▶ [Prompt]
In the article excerpt below on African American males and fatherhood, where do many of the programs that attempt to support African American males do their work?

-- Selection start --

Academic journal article The Journal of Negro Education

African American Males and Fatherhood: Issues in Research and Practice

Academic journal article The Journal of Negro Education

African American Males and Fatherhood: Issues in Research and Practice

Article excerpt

Research on African American males is relatively recent and scant, and focuses typically on discussions that both characterize and put these males "at risk," either as learners in school or as adolescent or absent fathers. While the actual discourses may vary slightly, discussions in the field range from controversial debates about single-gender schools and all-male educational academies (Garibaldi, 1988; Leake & Leake, 1992), to studies about the unavailability or inaccessibility of opportunity structures, irrespective of educational attainment (Anderson, 1990; Ferguson, 1992; Sum & Fogg, 1990). Studies focusing specifically on declining labor market opportunities point to the dire economic and social plights experienced by disproportionately high numbers of African American males and the difficulties they face in gaining access to higher education and well-paying employment. With increasing regularity, research and practice alike highlight the trauma these problems portend for the welfare of African American children and families. They also demonstrate the ways in which these obstacles embed themselves within the school and work lives of young African American men and fathers.

Many of the programs that attempt to support African American males do so outside of schools. The programs and the males in them have not been a major focus of research efforts, nor have they contributed much in terms of research data to policy discussions about the experiences and needs of African American males. Despite increasing public discussions about problems facing African American males, research on African American boys and men pales in comparison to negative public perception of them as perpetrators of crime and violence. Policy discussions, while they do not always identify African American males as a source of the problem, repeatedly suggest that African American males are inherently irresponsible, erratic in behavior, and unable to assume the responsibilities of employment or fatherhood. In addition, current welfare reform efforts and criminal justice measures have wide-ranging implications for these men relative to the economic support that they can provide to their families, their involvement in informal and often illegal economies to make such contributions, their high potential for incarceration, and the emotional impact of their absence on the lives of their children.

-- Selection end --
-- Listing start --

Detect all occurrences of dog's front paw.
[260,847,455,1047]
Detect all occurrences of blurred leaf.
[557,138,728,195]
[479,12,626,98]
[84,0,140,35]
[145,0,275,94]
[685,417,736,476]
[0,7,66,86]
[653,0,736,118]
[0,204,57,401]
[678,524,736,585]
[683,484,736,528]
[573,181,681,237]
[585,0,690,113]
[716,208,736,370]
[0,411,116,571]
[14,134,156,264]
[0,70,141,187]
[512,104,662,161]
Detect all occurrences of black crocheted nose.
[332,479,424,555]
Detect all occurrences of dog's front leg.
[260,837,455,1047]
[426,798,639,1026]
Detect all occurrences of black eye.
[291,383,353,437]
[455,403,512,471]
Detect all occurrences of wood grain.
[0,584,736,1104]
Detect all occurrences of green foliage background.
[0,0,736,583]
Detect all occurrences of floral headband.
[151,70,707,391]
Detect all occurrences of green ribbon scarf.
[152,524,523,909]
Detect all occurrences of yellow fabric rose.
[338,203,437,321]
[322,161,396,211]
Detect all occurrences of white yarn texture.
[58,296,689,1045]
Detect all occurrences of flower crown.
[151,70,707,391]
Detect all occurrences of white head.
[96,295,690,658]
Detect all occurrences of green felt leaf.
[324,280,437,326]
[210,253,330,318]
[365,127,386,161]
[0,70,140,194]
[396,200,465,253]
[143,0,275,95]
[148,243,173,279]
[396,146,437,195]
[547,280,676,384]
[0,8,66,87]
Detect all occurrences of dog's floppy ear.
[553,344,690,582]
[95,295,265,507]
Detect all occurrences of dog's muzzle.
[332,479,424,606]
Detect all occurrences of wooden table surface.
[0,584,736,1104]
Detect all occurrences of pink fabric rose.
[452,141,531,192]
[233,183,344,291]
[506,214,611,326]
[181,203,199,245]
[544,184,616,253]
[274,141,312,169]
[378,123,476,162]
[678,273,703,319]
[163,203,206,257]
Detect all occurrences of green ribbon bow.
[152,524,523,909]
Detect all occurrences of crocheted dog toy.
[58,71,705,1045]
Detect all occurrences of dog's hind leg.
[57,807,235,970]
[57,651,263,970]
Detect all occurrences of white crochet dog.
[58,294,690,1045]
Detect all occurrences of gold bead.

-- Listing end --

▶ [Response to this exercise]
Outside of schools.